What is asked
Starting at the line below that contains "Target: courthouse building", print each line through the end of the records exactly as it appears.

Records excerpted from a collection:
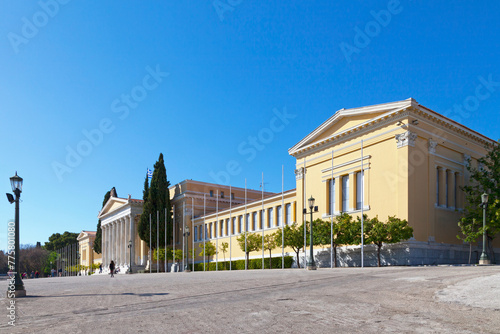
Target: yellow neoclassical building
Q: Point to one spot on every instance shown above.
(398, 158)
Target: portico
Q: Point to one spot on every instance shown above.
(119, 225)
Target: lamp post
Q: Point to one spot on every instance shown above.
(17, 187)
(186, 235)
(483, 260)
(129, 271)
(311, 265)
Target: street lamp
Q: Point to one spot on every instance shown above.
(311, 265)
(484, 256)
(186, 235)
(17, 187)
(130, 258)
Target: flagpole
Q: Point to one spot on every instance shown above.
(216, 228)
(246, 223)
(157, 240)
(304, 215)
(173, 237)
(150, 257)
(192, 227)
(230, 227)
(362, 205)
(203, 229)
(165, 249)
(332, 200)
(183, 235)
(283, 212)
(262, 218)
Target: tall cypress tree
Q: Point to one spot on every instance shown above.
(98, 236)
(157, 200)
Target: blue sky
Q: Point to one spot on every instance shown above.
(198, 80)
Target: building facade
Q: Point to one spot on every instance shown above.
(395, 159)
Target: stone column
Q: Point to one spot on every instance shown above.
(132, 237)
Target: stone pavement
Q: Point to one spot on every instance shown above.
(443, 299)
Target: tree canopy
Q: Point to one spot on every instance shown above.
(57, 240)
(156, 198)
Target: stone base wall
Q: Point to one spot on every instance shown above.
(408, 253)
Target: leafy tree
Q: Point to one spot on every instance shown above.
(346, 231)
(294, 238)
(253, 244)
(98, 235)
(209, 250)
(223, 248)
(58, 241)
(157, 200)
(269, 244)
(395, 230)
(484, 178)
(470, 232)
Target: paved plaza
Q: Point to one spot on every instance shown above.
(444, 299)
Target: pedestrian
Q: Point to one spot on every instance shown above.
(112, 268)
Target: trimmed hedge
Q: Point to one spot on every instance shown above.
(240, 264)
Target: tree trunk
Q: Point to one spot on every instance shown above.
(378, 253)
(335, 256)
(270, 262)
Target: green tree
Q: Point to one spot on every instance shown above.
(294, 238)
(223, 248)
(378, 233)
(208, 251)
(269, 244)
(253, 244)
(157, 200)
(470, 232)
(57, 241)
(484, 178)
(98, 235)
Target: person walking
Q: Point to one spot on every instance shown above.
(112, 268)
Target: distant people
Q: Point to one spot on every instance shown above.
(112, 268)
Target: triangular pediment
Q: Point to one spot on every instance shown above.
(347, 121)
(113, 204)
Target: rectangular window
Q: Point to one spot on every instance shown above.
(279, 211)
(345, 193)
(270, 217)
(437, 187)
(288, 214)
(331, 194)
(447, 187)
(359, 190)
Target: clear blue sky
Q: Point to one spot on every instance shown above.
(83, 66)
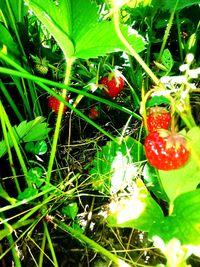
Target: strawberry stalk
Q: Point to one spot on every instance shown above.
(70, 62)
(128, 45)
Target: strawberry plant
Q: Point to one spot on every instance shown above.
(166, 150)
(54, 104)
(158, 118)
(113, 85)
(115, 180)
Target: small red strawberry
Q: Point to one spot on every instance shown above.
(114, 84)
(93, 113)
(54, 104)
(165, 150)
(158, 118)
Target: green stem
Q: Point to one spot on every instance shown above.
(169, 25)
(41, 82)
(5, 135)
(46, 232)
(92, 244)
(11, 101)
(130, 48)
(58, 121)
(179, 37)
(12, 244)
(14, 141)
(40, 264)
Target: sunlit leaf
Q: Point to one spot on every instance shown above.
(187, 178)
(139, 210)
(76, 27)
(116, 165)
(71, 210)
(34, 130)
(183, 223)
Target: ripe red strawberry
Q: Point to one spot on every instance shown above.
(54, 104)
(93, 113)
(165, 150)
(158, 118)
(114, 84)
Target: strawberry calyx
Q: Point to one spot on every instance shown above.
(166, 150)
(157, 118)
(112, 84)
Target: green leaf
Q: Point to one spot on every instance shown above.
(40, 147)
(169, 4)
(76, 27)
(27, 193)
(116, 165)
(7, 40)
(157, 100)
(30, 147)
(185, 179)
(34, 130)
(56, 17)
(71, 210)
(184, 222)
(152, 182)
(34, 176)
(167, 60)
(139, 210)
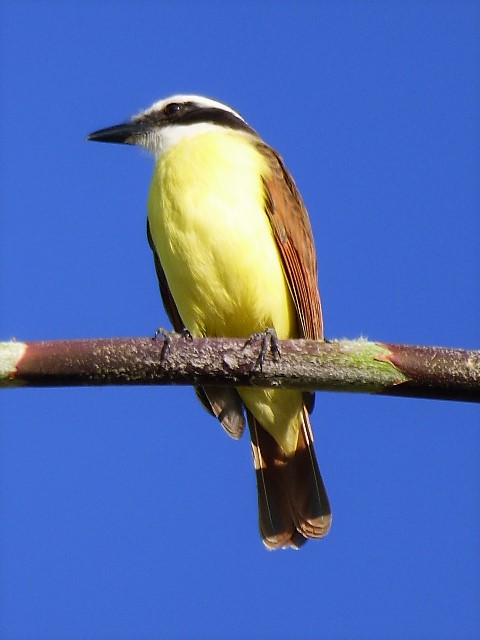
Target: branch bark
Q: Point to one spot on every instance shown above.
(339, 365)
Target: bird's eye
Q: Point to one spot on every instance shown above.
(172, 109)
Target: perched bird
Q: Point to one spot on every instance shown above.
(234, 255)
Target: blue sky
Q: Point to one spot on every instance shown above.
(128, 513)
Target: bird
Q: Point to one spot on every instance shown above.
(234, 256)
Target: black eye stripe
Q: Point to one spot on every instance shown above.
(173, 108)
(192, 113)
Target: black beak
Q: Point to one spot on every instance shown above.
(121, 133)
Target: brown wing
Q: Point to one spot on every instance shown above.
(222, 402)
(293, 234)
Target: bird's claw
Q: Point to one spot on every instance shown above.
(268, 337)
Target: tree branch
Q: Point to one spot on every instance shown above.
(339, 365)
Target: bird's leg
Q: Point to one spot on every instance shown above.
(167, 338)
(269, 336)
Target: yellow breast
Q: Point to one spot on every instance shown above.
(214, 240)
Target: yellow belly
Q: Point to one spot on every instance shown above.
(216, 246)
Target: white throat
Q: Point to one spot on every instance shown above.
(159, 139)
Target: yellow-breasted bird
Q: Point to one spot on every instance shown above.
(234, 255)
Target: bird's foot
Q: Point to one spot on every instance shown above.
(267, 337)
(168, 338)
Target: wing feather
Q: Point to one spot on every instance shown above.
(293, 234)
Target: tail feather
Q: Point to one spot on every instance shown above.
(292, 500)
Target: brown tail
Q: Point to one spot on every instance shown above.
(292, 502)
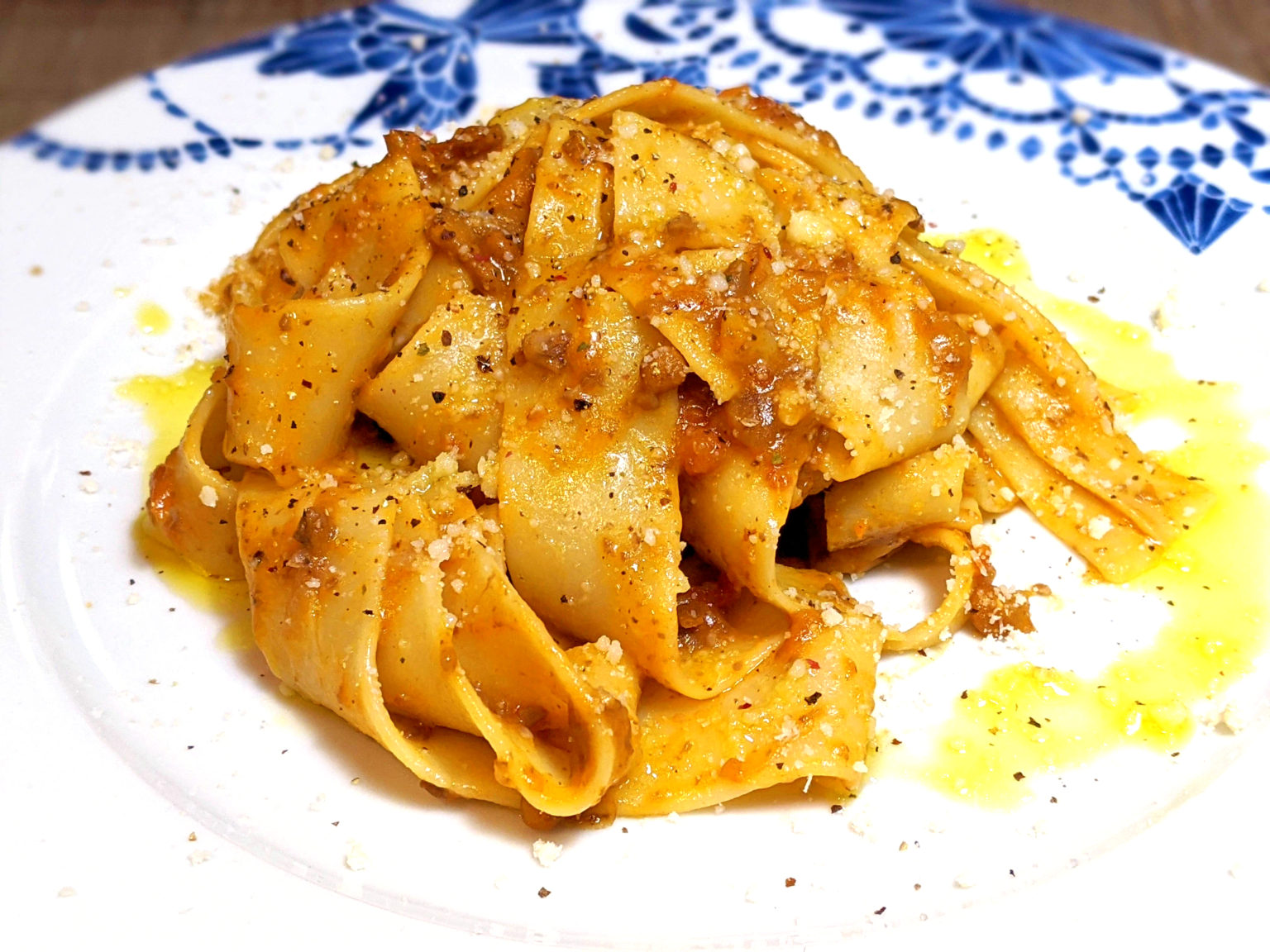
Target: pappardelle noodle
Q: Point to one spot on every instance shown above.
(549, 451)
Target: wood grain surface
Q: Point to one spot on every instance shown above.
(56, 51)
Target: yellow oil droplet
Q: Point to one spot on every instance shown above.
(168, 402)
(151, 319)
(1025, 720)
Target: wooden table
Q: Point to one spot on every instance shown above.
(56, 51)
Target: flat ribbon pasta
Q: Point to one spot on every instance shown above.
(547, 450)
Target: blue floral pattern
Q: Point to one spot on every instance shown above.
(972, 70)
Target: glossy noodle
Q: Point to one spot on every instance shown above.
(549, 451)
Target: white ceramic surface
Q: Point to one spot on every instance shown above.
(158, 786)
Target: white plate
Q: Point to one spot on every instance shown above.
(127, 729)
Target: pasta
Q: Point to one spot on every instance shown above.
(549, 451)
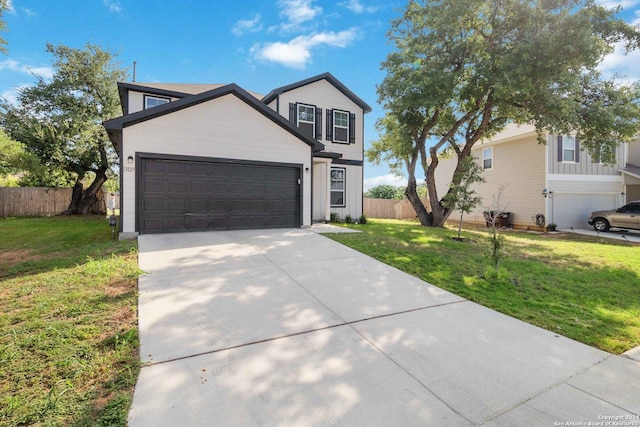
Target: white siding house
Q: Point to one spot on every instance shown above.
(557, 179)
(200, 157)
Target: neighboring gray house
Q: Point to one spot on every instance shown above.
(556, 179)
(216, 157)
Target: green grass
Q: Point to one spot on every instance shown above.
(587, 289)
(68, 334)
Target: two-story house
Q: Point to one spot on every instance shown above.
(558, 179)
(217, 157)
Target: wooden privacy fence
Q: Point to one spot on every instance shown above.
(39, 201)
(393, 209)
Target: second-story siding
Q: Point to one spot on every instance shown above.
(633, 150)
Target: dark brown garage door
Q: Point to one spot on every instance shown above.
(192, 195)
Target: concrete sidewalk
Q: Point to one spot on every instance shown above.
(287, 327)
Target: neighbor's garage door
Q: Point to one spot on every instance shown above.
(187, 195)
(573, 210)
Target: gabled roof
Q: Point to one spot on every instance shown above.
(326, 76)
(114, 126)
(174, 90)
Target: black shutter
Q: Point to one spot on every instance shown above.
(329, 133)
(352, 128)
(293, 116)
(559, 148)
(318, 124)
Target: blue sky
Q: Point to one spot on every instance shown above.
(260, 45)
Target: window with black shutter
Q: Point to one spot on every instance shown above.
(308, 118)
(341, 126)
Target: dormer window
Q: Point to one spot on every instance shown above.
(154, 101)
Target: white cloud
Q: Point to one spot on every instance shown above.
(610, 4)
(297, 52)
(248, 25)
(298, 11)
(357, 7)
(15, 66)
(621, 63)
(113, 5)
(388, 179)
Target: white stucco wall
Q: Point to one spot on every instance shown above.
(224, 127)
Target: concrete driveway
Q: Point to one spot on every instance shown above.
(288, 328)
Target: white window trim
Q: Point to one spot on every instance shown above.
(161, 98)
(340, 127)
(312, 122)
(490, 150)
(344, 188)
(575, 149)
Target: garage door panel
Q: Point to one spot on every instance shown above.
(177, 168)
(174, 205)
(176, 187)
(182, 195)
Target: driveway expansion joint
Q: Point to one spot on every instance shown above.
(295, 334)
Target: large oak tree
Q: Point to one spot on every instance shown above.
(60, 120)
(462, 70)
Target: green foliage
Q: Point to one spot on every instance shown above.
(462, 70)
(461, 196)
(496, 251)
(59, 121)
(4, 5)
(552, 282)
(9, 181)
(383, 191)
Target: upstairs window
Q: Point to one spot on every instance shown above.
(337, 187)
(306, 119)
(568, 149)
(340, 126)
(487, 158)
(154, 101)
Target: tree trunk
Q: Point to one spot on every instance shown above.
(423, 215)
(83, 199)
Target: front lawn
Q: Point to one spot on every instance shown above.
(68, 334)
(584, 288)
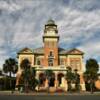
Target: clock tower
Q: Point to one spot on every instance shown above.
(50, 40)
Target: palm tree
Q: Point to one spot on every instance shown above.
(10, 66)
(25, 66)
(90, 75)
(76, 80)
(69, 77)
(32, 80)
(48, 74)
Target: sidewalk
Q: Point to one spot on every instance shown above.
(38, 93)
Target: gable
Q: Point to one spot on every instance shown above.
(75, 51)
(25, 51)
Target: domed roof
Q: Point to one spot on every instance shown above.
(50, 22)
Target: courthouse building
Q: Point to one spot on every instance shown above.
(51, 56)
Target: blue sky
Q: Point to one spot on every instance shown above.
(22, 23)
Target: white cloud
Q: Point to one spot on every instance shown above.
(22, 23)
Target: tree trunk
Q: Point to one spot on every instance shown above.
(10, 80)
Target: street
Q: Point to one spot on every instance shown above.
(50, 97)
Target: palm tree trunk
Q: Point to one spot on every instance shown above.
(10, 80)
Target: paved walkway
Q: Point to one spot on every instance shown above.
(38, 93)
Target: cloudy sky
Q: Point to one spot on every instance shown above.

Expected answer
Target: courthouse building
Q: Point to one spot on every instance shown above.
(51, 56)
Target: blue sky
Q: Point to one spot on every instance shown above.
(22, 23)
Target: white cloud
Q: Point to one spot on every instance shown above.
(22, 23)
Target: tree trunk
Q: Point to one spot on every instance shown above.
(10, 80)
Target: street
Q: Point to one spot on every instance shown above.
(50, 97)
Target: palm tree trunk
Q: Point to one spot on every instance shown above.
(10, 80)
Target: paved walkway
Q: Point to one spot on every instance shown above.
(38, 93)
Target: cloudy sky
Q: Point to one spot on every instance shown above.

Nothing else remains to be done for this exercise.